::: Text segment :::

Students return to Davis for fall instruction, boon for businesses but parties pose risk

Students return to Davis for fall instruction, boon for businesses but parties pose risk

Photo Credits: AGGIE FILE

Clubs cancel Halloween parties, find safe ways to have fun events

The first fall quarter at UC Davis since the COVID-19 pandemic has begun, which means more students have returned to Davis. Although roughly 50% of undergraduate students are predicted to live in Davis this quarter, the increase in students has still impacted Davis.  

City of Davis Mayor Gloria Partida noted how the return of more students would leave a positive impact on downtown Davis. 

“Most of the businesses downtown operate at a deficit during the summer and make most of their profit during the school year when students are here,” Partida said. “There was quite a relief when it was known that some students would be returning.” 

President of Friends of the Davis Public Library Rory Osborne explained that Logos Books will most likely still have less business because fewer students will be returning to Davis. While Logos Books did not have any concrete plans for the upcoming year, the ideal plan would be to eventually return to normalcy.  

Before the pandemic, Osborne described how customers who came to Logos Books often drifted over from nearby shops, making downtown feel more “open.” After COVID-19, they put in more safety measures before reopening to the public. Osborne considers the bookstore a mental haven for many, especially now from the stress of the pandemic.

“There’s so many people who are sort of mentally down and out with all the stuff going on so the bookstore gives them a respite,” Osborne said. “A lot of people just enjoy being in a bookstore—whether they buy something or not.” 

Osborne further explained why Logos Books was a staple to downtown Davis and its contributions to the Davis community in general.

“We give 100% of everything that we make,” Osborne said. “100% of everything that we make goes to the public library reading programs, immigrant reading programs, [and] all sorts of various things that they are able to do because of the money that we give them.” 

Despite benefitting the business community, Mayor Partida revealed that the community at large was concerned due to anecdotal evidence that gatherings and parties were still occurring. 

To help combat this, an initiative called Healthy Davis Together was launched by both the city and the university to address the increase in COVID-19 cases seen by other college towns after the return of more students. 

“We are really hoping that we have learned from lessons elsewhere and have a really good handle on students being safe and getting the awareness out,” Mayor Partida said. “We are trying to be as proactive as possible.”

::: Records :::

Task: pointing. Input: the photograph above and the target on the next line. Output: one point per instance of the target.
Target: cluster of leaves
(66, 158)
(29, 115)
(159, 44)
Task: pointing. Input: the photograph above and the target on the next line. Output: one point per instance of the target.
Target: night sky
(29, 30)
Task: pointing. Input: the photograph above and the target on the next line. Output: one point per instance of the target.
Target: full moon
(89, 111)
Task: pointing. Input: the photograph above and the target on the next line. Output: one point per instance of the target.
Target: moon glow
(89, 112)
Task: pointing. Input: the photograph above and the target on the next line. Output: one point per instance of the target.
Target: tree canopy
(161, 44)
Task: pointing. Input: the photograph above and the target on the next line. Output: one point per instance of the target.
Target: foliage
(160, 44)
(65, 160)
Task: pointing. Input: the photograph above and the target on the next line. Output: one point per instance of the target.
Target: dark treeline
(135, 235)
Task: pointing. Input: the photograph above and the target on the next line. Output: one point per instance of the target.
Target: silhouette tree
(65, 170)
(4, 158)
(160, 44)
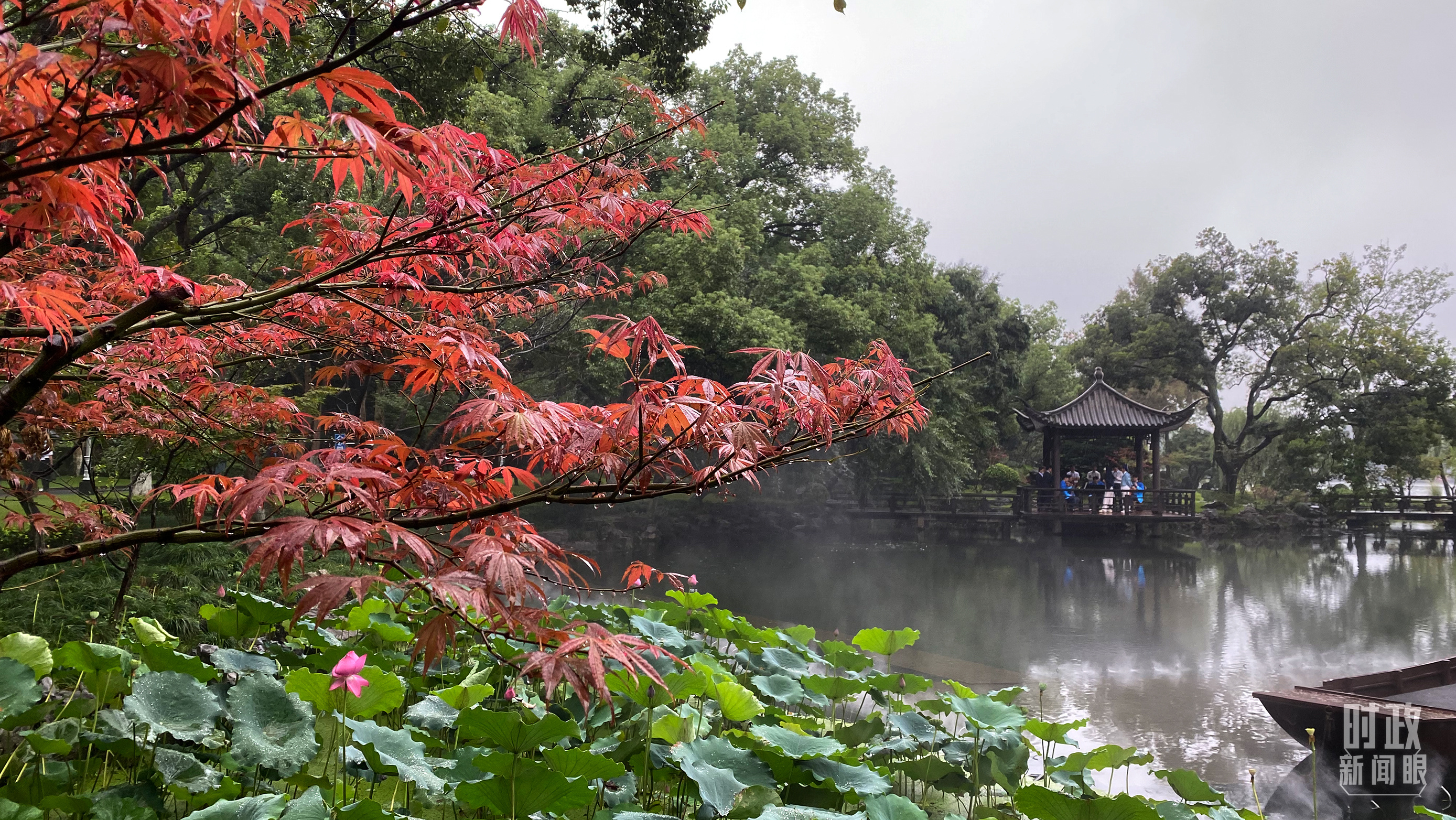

:::

[Exercise description] Write a continuation of the article on students returning to Davis, beginning after its final sentence.

[Answer below]
Sydney Hamren, president of Ski or Snowboard Club at UC Davis, explained how Ski or Snowboard Club was notorious for throwing one of the most popular parties during Halloween weekend before the pandemic. 

Known as the Halloween Crawl, partygoers would purchase pre-sold tickets and dress up in costume the night of the party, which would usually span a few different houses. Unfortunately, Hamren stated that they are unable to host this event this year due to COVID-19 restrictions. 

“Our club is really about inclusion and being social,” Hamren said. “It was kind of a hard hit [from] the pandemic because pretty much every single event [had] to be canceled.” 

Although the annual Halloween Crawl is canceled, Ski or Snowboard Club has adapted in other ways. Hamren described how they have adapted from in-person meetings to Zoom meetings. They are also planning for contactless events this fall such as free ski tune-ups and a drive-in ski movie premiere that involves a Red Bull partnership. 

Despite everything, Hamren added a note of positivity for the upcoming school year. 

“I do hope people aren’t deterred by the pandemic,” Hamren said. “[…] We do have a lot of fun stuff planned this fall and we are adapting.” 

Mayor Partida also expressed hope that the upcoming Halloween holiday would not lead to large gatherings of people as it typically has prior to the pandemic. 

Mayor Partida added a final comment about the return of more students to town.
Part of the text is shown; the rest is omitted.